What needs to be done:
Convert the records below into a two-column CSV with the header row "prompt,points". Give one row per record, with its text under "prompt" and its answer under "points", each in a single quoted field with any line breaks replaced by spaces.

⟨

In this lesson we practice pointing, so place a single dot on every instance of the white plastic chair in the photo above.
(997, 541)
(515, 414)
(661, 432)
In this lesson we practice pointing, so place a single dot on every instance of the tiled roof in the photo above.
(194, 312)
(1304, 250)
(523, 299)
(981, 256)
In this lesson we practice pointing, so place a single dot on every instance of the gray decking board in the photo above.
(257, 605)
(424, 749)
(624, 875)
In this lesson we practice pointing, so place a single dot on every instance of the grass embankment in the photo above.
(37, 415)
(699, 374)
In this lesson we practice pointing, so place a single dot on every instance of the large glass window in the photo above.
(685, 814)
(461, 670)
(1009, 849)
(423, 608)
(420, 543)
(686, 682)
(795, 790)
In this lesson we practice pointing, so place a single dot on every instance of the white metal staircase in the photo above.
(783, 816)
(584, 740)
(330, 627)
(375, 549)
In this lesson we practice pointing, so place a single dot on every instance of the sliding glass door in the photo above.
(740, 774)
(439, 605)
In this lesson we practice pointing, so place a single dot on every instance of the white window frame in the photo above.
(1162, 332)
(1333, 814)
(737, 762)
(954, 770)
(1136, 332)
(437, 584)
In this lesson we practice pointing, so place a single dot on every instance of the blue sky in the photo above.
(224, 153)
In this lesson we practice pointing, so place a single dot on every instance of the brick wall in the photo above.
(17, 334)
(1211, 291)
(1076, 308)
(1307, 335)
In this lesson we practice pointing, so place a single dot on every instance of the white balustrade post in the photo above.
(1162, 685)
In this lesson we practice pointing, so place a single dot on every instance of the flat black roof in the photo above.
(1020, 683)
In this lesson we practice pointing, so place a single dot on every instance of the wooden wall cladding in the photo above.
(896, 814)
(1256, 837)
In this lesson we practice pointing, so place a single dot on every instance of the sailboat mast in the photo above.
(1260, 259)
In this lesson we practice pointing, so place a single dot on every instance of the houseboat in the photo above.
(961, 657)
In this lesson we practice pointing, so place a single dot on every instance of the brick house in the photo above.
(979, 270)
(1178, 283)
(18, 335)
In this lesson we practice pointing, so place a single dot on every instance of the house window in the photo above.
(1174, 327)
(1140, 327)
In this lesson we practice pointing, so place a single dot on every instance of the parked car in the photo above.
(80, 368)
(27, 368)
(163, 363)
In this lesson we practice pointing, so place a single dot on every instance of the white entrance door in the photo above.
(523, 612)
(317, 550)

⟩

Task output:
prompt,points
"In this lesson we practice pointing, so place a single dot on every instance of the white plastic chair in the photo above.","(997, 541) (515, 414) (661, 432)"
"In this lesson we practice pointing, so place a single dot on every instance of the tiled roof in the photo above.","(194, 312) (1304, 250) (523, 299) (981, 256)"
"In this lesson we practice pointing, so place a single dot on every instance of the gray decking board in the photo above.","(257, 605) (424, 749) (624, 875)"
"In this lesson we practice pointing, so place a single dot on every instance of the grass embankment in the photo above.","(37, 415) (699, 374)"
"In this lesson we practice pointing, so place a single dot on every instance of the large glass window in the photo above.","(685, 814) (461, 670) (1009, 849) (423, 608) (420, 543) (686, 682) (795, 790)"
"In this lesson we practice pointing, so place a single dot on every instance of the white metal staircase in the photo above.","(783, 816) (584, 740) (330, 627) (375, 549)"
"In this lesson we practice pointing, so place a single dot on every instance of the sliding glass door in the photo above.","(740, 774) (439, 605)"
"In this lesson we practice pointing, so place a single dot on every instance of the white window frame in the photo above.","(1162, 332) (1333, 814) (737, 762) (954, 770) (1136, 332) (437, 584)"
"In this lesson we practice pointing, so place a single dot on every instance of the blue sky in the photo above.","(224, 153)"
"In this lesson we practice pointing, so place a single dot on every instance of the brick wall in the photo above.","(17, 334) (1211, 291) (1076, 308) (1307, 335)"
"In this lesson we practice pointing, so place a single dot on every instance of the white balustrade post in the photo above.","(1162, 685)"
"In this lesson we practice pointing, so place a single dot on every instance of the flat black roof in the photo above.","(1020, 683)"
"In this lesson we practice pointing, so place a single dot on every instance of the wooden wall cladding in the photo above.","(896, 814) (1256, 837)"
"In this lesson we practice pointing, so place a single dot on every instance of the sailboat mast in the photo above.","(1260, 259)"
"In this lesson we practice pointing, so place a single dot on every instance of the houseboat in the photo above.","(961, 657)"
"In this lesson we practice pointing, so place a single dot on every instance of the brick house in the photo above.","(979, 270) (1178, 283) (18, 335)"
"In this lesson we practice pointing, so place a single dot on every instance of the house window in the photo above.","(1174, 327) (1140, 327)"
"In this lesson we practice pointing, so place a single dot on every instance of the parked car in the photo above.","(80, 368) (27, 368) (163, 363)"
"In this lesson we practice pointing, so place a single dot on every instance of the white entrance door in the photo above.","(523, 612) (317, 550)"